• _PASSAGE_:
- Opening Delimiter -
Elsewhere, Scott is forced onto a bed by doctors and nurses in the past, who proceed to hammer a sharp tool into his eye. While Jacob and Pia look for Scott, they are transported into a past art class, where they see their own drawings on the wall. In the present, they see who they assume is Scott and chase him down the halls, only to find the bodies of Scott and a homeless man whose shopping cart was hit by Jacob earlier in the film. Suddenly they are transported back to the past again, with the staff now chasing them around the asylum.

A doctor then lectures to onlookers about fears, forcing Jacob and Pia to both face their greatest fears. Jacob is strapped to a gurney and forced into a morgue drawer for his claustrophobia, while Pia is punctured by needles repeatedly to confront her fear of injections. Pia is able to free herself and disguise herself as a nurse, allowing her to search the asylum for Jacob. After releasing him, they enter a woman's room named Guinevere Martin, who is about to give birth on Jacob's birthday. Jacob realizes Guinevere is actually his mother and tells her that he is her son from the present day. The nurse then promises Guinevere that Baby Jacob will be given to her brother so that he won't be raised in the asylum. It is then revealed that the girl that Pia saw earlier is actually a young Pia, who was tasked with delivering the box containing a hidden Baby Jacob. The doctor from earlier is also revealed to be Jacob's father, who slaps Pia's mother for hiding his son. Jacob remembers that the fire was started on this day and decides to pour chemicals everywhere to amplify it. Once the fire is started, everyone flees the asylum, but Jacob is pulled back inside while Pia is forced back into the present.

Back in present day, the asylum is still on fire, with Pia being distraught about her brother and friends being killed. Later, Pia is shown in the same ward from the beginning of the film looking at pictures. In the past, the doctor is happy to have finally gotten his son back, while a nurse with Jacob's birth certificate checks off that he was born but is now dead.

==Cast==
- Eliza Dushku as Pia Carter
- Robert Patrick Dr. H. H. Greiss
- Chace Crawford as Jacob Martin
- Brandon T. Jackson as Dell Richards
- Nicole Forester Genevieve Martin
- P. J. Byrne as Scott Carter
- Ricky Wayne as Detective Frazier

==Production==
On April 25, 2014, Chace Crawford, Eliza Dushku, Brandon T. Jackson and P. J. Byrne joined the cast. Principal photography began on May 5, 2014.
- Closing Delimiter -
• _LISTED ENTRIES_:
- Opening Delimiter -
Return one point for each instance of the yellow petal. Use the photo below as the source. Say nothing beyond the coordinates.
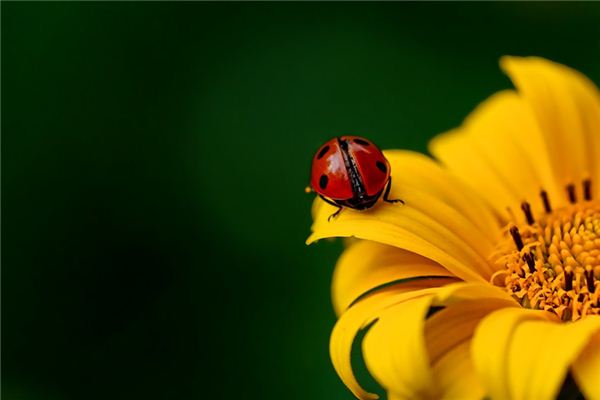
(395, 353)
(425, 225)
(367, 265)
(567, 109)
(417, 171)
(496, 153)
(490, 344)
(456, 323)
(525, 354)
(541, 353)
(587, 367)
(395, 348)
(456, 377)
(359, 317)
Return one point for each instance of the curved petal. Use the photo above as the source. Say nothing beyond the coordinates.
(489, 345)
(456, 323)
(456, 376)
(395, 353)
(525, 354)
(498, 151)
(417, 171)
(402, 345)
(359, 317)
(541, 353)
(587, 367)
(367, 265)
(567, 109)
(425, 225)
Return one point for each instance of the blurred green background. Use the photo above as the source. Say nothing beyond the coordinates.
(154, 159)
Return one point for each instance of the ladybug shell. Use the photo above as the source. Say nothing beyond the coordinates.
(330, 176)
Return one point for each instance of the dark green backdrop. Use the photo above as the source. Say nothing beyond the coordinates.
(154, 158)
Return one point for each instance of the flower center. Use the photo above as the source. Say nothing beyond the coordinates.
(552, 263)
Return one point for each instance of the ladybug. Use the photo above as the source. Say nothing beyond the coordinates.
(350, 171)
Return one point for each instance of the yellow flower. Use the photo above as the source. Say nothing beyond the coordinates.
(486, 283)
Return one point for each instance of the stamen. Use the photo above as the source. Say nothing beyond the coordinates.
(546, 201)
(568, 278)
(571, 192)
(587, 189)
(514, 232)
(589, 278)
(527, 211)
(528, 257)
(556, 263)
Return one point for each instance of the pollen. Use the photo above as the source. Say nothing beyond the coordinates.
(552, 261)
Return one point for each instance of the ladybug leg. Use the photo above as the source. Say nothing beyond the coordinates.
(387, 193)
(338, 211)
(335, 214)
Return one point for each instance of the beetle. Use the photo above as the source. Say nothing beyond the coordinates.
(351, 171)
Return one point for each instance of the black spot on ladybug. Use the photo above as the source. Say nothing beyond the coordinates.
(361, 142)
(323, 151)
(323, 181)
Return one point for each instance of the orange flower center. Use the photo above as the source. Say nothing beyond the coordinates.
(552, 263)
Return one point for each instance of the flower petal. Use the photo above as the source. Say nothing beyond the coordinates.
(422, 173)
(489, 346)
(395, 353)
(367, 265)
(541, 353)
(567, 109)
(395, 348)
(425, 225)
(525, 354)
(587, 367)
(359, 317)
(456, 377)
(498, 156)
(456, 323)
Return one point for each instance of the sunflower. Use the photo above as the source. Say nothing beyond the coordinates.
(486, 283)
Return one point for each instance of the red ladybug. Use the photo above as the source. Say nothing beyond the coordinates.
(350, 171)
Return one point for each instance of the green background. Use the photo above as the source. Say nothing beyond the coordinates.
(154, 158)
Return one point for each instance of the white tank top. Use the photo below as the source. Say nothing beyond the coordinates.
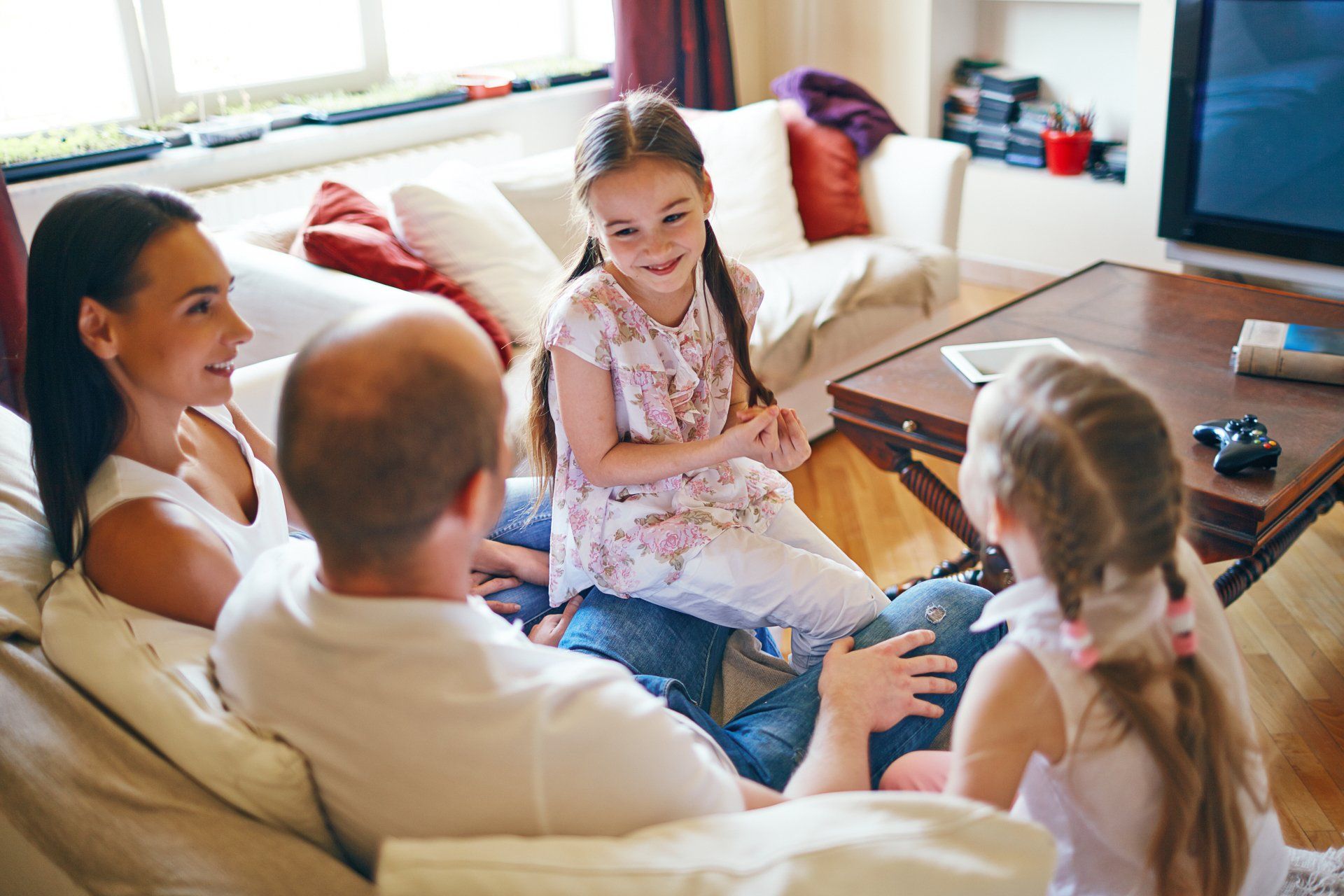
(1102, 801)
(120, 480)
- Closing Delimiter -
• _REQUIRED ACTIONS_:
[1] Using the film summary above, decide whether each statement agrees with it, answering yes or no and quoting the words that settle it: (a) Principal photography began in May 2014. (b) Jacob is made to face a fear of injections. (c) Pia disguises herself as a nurse.
[2] According to the film summary above, what does Jacob pour everywhere to amplify the fire?
[3] Extend the film summary above, picking up after its last sentence.

• _EXPECTED RESULTS_:
[1]
(a) Yes: "Principal photography began on May 5, 2014."
(b) No: "Jacob is strapped to a gurney and forced into a morgue drawer for his claustrophobia."
(c) Yes: "Pia is able to free herself and disguise herself as a nurse."

[2] He pours chemicals everywhere.

[3]
It was shot in and around Metropolitan Detroit, and was financed in part by a $2 million Michigan film incentive subsidy from the State of Michigan. Much of it was filmed at Eloise. (Note: "The Eloise of the title isn’t a children’s-book heroine, but the name of an actual eastern Michigan mental institution that existed for 150 years, and was for a time the country’s largest — comprising 78 buildings on more than 900 acres. That much is true, although an opening text crawl goes on to spin some fictive hooey about rumored "inhumane testing and treatment" overseen by psychiatric chief Dr. H.H. Greiss (Robert Patrick), as well as a "devastating fire" that shuttered the facility in 1982.")

==Release==
The film was released on February 3, 2017, by Vertical Entertainment.

==Critical reception==
Critic John DeFore of The Hollywood Reporter wrote that it is "An incoherent, time-hopping paranormal tale." It offered condolences to the actual staff of Eloise.

The New York Times declared it, "A horror movie of such ineptitude that it invites sympathy for even its least gifted participants."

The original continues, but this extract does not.